◆ Activity list:
a - Reproduce the part of the expert quotations on Arctic research starting at "The leaders of" and ending at "of International Law.".
b - Go on with the expert quotations on Arctic research from the point where they stop.

◆ Passage:
Content starts

The region is most sensitive to global changes, but the region itself can generate global changes. Ecosystems of the region are very sensitive to anthropogenic influence; environmental issues are key to the development of the region. Naturally, in order to develop the region and to understand what we do right or wrong, we need timely and objective information. Such information about the region can be obtained only using satellite remote monitoring technology — Alexander Lutovinov, Deputy Director for Research, Space Research Institute, Russian Academy of Sciences.
Operational control is inextricably linked with data transmission systems in real time or near real time. Currently, about 30 various measuring units and buoy platforms have been developed and are in production. They cover four environments, providing meteorological parameters from water surface, ocean areas free of ice, glacial formations and subglacial observations — Sergey Motyzhev, Director of the Scientific Research Department for Instrument Engineering, Federal State Budget Scientific Institution Marine Hydrophysical Institute of RAS; Director, Marlin-Yug.
The leaders of all four Arctic countries emphasized the importance of respecting international law, since scientific research is subject to international legal regulation — Alexander Vylegzhanin, Editor-in-Chief, Moscow Journal of International Law.

Content ends

◆ Records:
Content starts

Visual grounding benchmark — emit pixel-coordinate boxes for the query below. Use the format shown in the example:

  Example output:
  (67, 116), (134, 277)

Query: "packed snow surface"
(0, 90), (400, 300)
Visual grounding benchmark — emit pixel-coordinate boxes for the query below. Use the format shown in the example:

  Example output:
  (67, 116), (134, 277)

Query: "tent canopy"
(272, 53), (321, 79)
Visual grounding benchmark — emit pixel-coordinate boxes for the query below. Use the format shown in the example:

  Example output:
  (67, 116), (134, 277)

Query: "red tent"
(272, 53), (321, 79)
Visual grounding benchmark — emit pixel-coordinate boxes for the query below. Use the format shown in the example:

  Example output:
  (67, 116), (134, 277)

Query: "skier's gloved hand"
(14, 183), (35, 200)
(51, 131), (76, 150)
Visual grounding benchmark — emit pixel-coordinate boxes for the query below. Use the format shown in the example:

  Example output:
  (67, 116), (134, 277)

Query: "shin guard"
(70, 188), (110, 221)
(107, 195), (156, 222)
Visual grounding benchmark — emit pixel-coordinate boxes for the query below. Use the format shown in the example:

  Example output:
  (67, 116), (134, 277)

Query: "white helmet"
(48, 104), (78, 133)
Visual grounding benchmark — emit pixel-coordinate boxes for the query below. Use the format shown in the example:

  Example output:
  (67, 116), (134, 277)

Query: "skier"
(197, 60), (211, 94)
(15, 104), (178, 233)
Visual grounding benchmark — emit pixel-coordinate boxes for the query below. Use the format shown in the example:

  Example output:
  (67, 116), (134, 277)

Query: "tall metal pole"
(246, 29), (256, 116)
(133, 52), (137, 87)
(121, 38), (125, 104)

Content ends

◆ Set of answers:
a -
The leaders of all four Arctic countries emphasized the importance of respecting international law, since scientific research is subject to international legal regulation — Alexander Vylegzhanin, Editor-in-Chief, Moscow Journal of International Law.

b -
The Arctic Council has also managed to put together the idea of a binding agreement on science cooperation in the Arctic. It is now ratified, and it talks about open access to areas, <...> sharing of data. That is extremely important for the practical work of science cooperation — Lars Kullerud, President, University of the Arctic (UArctic).
Building a dialogue between science and industry is a rather laborious process. All production companies work within their industry standards, which, in some ways, require to be revised and updated, taking into account the new knowledge gained and new technology developed — Galina Antonovskaya, Director, Seismology Laboratory, N. Laverov Federal Center for Integrated Arctic Research, Russian Academy of Sciences.
Research often prepares the ground for proper business development, and coordinated environmental management should also contribute to worldwide commercial activity — Ole Arve Misund, Director, Norwegian Polar Institute.
A pressing issue concerns energy for the towns and ensuring the adequate quality of life for the northerners. <...> The decisive factor is proper energy supply — Sergey Kruglikov, Chair, Department of Controlled System Modelling, Ural Federal University named after the First President of Russia B.N. Yeltsin.
On the one hand, companies cannot apply new technologies, because they are not included in the regulatory framework, and on the other hand, businesses ask themselves, ‘Why do need new technologies? We are doing just fine with the old ones.’ And there is is the problem of putting the results of scientific research into production — Galina Antonovskaya, Director, Seismology Laboratory, N. Laverov Federal Center for Integrated Arctic Research, Russian Academy of Sciences.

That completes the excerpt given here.